> **TEXTE À ÉTUDIER**
____________

Dans notre édition du 6 février dernier, nous vous avions fait part en exclusivité de la décision de justice qui désavouait le système en cours dans l’organisation des taxis de la région lausannoise. Une décision qui faisait suite à une démarche de Pierre-André Giacometti, lui-même chauffeur de taxi au bénéficie d’une patente B, qui avait jugé cette organisation discriminatoire. Depuis, les réactions officielles, comme officieuses, s’enchaînent alors que de nombreux autres médias se sont emparés de l’affaire.

Réactions en chaîne

Pour rappel, c’est le système d’autorisations A qui est au cœur du conflit. Celles-ci sont délivrées par le service intercommunal des taxis qui respecte un quota strict de 264 taxis pour toute l’agglomération. Sans ce précieux sésame, impossible de stationner sur les places jaunes réservées qui attirent une partie importante de la clientèle. Par conséquent, de nombreux chauffeurs ne peuvent travailler qu’avec une autorisation B et doivent se contenter de courses commandées sur appel. Un système qui induit une pénurie et créerait diverses injustices et situations de favoritisme illégal.

____________

> **ENREGISTREMENTS**
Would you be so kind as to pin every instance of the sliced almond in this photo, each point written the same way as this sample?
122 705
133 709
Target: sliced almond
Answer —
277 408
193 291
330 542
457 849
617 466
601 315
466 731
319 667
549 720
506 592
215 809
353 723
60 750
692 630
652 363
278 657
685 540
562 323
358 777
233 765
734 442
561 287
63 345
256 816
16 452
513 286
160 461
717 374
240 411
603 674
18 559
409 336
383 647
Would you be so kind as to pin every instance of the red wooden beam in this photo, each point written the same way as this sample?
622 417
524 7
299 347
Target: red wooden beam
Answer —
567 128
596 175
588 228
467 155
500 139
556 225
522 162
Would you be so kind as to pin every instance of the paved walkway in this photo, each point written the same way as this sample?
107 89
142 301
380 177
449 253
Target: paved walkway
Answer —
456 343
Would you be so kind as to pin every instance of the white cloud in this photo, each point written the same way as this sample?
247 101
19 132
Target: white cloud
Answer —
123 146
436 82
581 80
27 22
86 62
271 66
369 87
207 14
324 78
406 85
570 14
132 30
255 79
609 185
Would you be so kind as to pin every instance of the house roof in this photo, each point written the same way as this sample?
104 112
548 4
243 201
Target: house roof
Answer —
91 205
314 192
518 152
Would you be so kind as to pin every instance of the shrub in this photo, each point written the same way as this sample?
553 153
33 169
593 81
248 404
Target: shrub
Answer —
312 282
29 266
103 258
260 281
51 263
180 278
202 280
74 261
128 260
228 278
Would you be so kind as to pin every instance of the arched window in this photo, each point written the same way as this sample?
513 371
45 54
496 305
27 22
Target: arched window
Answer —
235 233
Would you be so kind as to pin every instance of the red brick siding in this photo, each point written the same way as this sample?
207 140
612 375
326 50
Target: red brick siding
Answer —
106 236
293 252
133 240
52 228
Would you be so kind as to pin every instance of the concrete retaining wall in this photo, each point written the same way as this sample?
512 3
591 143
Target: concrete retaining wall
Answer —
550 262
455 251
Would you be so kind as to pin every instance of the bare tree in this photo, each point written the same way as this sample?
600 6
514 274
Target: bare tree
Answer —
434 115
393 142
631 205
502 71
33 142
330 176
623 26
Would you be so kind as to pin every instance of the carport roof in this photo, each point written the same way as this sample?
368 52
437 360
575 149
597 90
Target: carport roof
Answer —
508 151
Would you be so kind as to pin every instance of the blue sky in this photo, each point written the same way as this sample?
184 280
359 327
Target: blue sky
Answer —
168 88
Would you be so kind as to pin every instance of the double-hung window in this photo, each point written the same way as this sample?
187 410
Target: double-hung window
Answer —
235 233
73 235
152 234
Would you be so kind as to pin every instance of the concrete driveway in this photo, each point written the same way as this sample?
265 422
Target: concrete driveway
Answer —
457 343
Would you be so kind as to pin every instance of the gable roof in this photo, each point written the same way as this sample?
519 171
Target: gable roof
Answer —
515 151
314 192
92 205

____________

> **PROBLÈME**
Mettez à jour le passage du texte sur les taxis lausannois qui commence par "Réactions en chaîne" et se termine par "de favoritisme illégal.", en y remplaçant "quota" par "contingent".

> **RÉPONSE FINALE**
Réactions en chaîne

Pour rappel, c’est le système d’autorisations A qui est au cœur du conflit. Celles-ci sont délivrées par le service intercommunal des taxis qui respecte un contingent strict de 264 taxis pour toute l’agglomération. Sans ce précieux sésame, impossible de stationner sur les places jaunes réservées qui attirent une partie importante de la clientèle. Par conséquent, de nombreux chauffeurs ne peuvent travailler qu’avec une autorisation B et doivent se contenter de courses commandées sur appel. Un système qui induit une pénurie et créerait diverses injustices et situations de favoritisme illégal.